Object-pointing dataset rows:
———

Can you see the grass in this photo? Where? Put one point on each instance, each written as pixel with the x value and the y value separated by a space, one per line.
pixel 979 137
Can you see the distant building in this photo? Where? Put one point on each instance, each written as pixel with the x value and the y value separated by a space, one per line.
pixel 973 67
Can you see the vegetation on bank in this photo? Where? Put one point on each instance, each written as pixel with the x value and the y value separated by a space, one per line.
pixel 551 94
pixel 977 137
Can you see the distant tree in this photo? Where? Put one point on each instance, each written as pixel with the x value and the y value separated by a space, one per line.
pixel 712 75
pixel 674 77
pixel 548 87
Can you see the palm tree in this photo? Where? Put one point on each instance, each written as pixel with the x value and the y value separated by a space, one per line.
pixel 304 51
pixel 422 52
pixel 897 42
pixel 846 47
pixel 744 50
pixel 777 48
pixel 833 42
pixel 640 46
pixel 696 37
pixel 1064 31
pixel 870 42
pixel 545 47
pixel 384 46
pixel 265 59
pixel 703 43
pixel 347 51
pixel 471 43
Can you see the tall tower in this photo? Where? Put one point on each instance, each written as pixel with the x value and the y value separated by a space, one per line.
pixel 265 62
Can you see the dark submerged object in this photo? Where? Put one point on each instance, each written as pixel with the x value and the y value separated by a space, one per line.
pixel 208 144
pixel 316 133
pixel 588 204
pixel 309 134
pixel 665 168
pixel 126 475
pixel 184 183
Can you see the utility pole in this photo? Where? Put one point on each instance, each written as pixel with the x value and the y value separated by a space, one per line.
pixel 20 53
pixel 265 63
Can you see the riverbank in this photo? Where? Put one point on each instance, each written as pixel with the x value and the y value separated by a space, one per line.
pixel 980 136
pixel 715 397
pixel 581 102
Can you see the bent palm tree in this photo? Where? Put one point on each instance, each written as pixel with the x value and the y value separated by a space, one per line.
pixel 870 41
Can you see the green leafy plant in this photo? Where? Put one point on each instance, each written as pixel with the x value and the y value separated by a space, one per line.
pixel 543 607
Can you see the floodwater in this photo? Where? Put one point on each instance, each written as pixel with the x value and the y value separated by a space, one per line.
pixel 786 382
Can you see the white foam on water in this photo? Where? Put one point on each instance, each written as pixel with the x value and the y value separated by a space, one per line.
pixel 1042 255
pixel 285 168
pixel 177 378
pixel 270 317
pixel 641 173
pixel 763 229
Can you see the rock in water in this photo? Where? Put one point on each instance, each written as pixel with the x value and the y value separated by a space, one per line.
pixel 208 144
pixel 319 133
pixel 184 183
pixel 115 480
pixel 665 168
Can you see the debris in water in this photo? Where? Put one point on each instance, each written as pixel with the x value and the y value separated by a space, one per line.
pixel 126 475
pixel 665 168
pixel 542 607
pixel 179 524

———

(Direction):
Reproduce each of the entries above verbatim, line for line, without altering anything.

(Worked solution):
Can you see the grass in this photo? Where? Put one point on each instance, each written as pixel with the x value and the y value separated by a space, one per line.
pixel 979 137
Can you see the distant building in this photo? Where? Put one point on each instance, each written as pixel with the x value and the y value separated by a space, one per line.
pixel 973 67
Can you see the vegetation on bank in this photo? Where? Put one point on each instance, each written as pixel with the x value and the y value separated by a space, one per line.
pixel 551 94
pixel 977 137
Can you see the distant tree in this photo? Where? Put one point on each instance, each written as pixel with the x value and the y value separated by a space, one per line.
pixel 712 75
pixel 674 77
pixel 548 87
Can you see the palm tree in this photo? Where? Put one point on each instance, each written as pixel with the x value and the y value separated by a space, one per line.
pixel 304 51
pixel 422 52
pixel 897 42
pixel 846 47
pixel 744 50
pixel 777 48
pixel 833 42
pixel 640 46
pixel 696 37
pixel 1064 31
pixel 870 42
pixel 545 47
pixel 384 46
pixel 265 59
pixel 703 43
pixel 347 51
pixel 471 43
Can you see the tall tower in this photo? Where? Put one point on each instance, each written as pixel with the x value and the y value separated by a space, one per line.
pixel 265 62
Can you see the dark submerged object in this photo? Where? Put one point on each instance, each written as pixel with the x value and the y value separated by a space, one per line.
pixel 208 144
pixel 316 133
pixel 588 204
pixel 309 134
pixel 665 168
pixel 126 475
pixel 184 183
Can you see the utility pole in this photo? Where? Put one point on each instance, each written as pixel with the x value and the y value separated by a space, one per line.
pixel 20 53
pixel 265 63
Can you see the riverbank in this photo? Where? Put one point on each instance, each written as pixel with the x value and the y value separated by a space, one per line.
pixel 980 136
pixel 715 397
pixel 581 102
Can you see the bent palm tree in this photo? Where? Put one point on each instance, each written as pixel with the x value and the y value separated by a space, one per line.
pixel 870 41
Can you see the green leafy plant in this photo? Where? Put one point on each instance, each written as pixel with the x value and the y value separated by a space, one per line.
pixel 543 607
Can you see the floodwater in this photo? Where? Put one point on each instance, each written as pixel with the x value and the y value separated by a space, one per line.
pixel 786 382
Can you see the white foam on water in this photo? Where? Put one point on each instance, each written as pixel with the x value and the y value separated by a space, one per line.
pixel 1042 255
pixel 285 168
pixel 177 378
pixel 270 317
pixel 641 173
pixel 763 229
Can you see the rock in water in this photo? Where? Put one point on each instance, each written as pixel with the x value and the y value separated by a space, one per line.
pixel 208 144
pixel 319 133
pixel 184 183
pixel 115 480
pixel 665 168
Can you see the debris in water in this photo? Where? Put one point on each instance, each written as pixel with the x value and the y value separated by a space, one per line.
pixel 126 475
pixel 665 168
pixel 542 607
pixel 179 524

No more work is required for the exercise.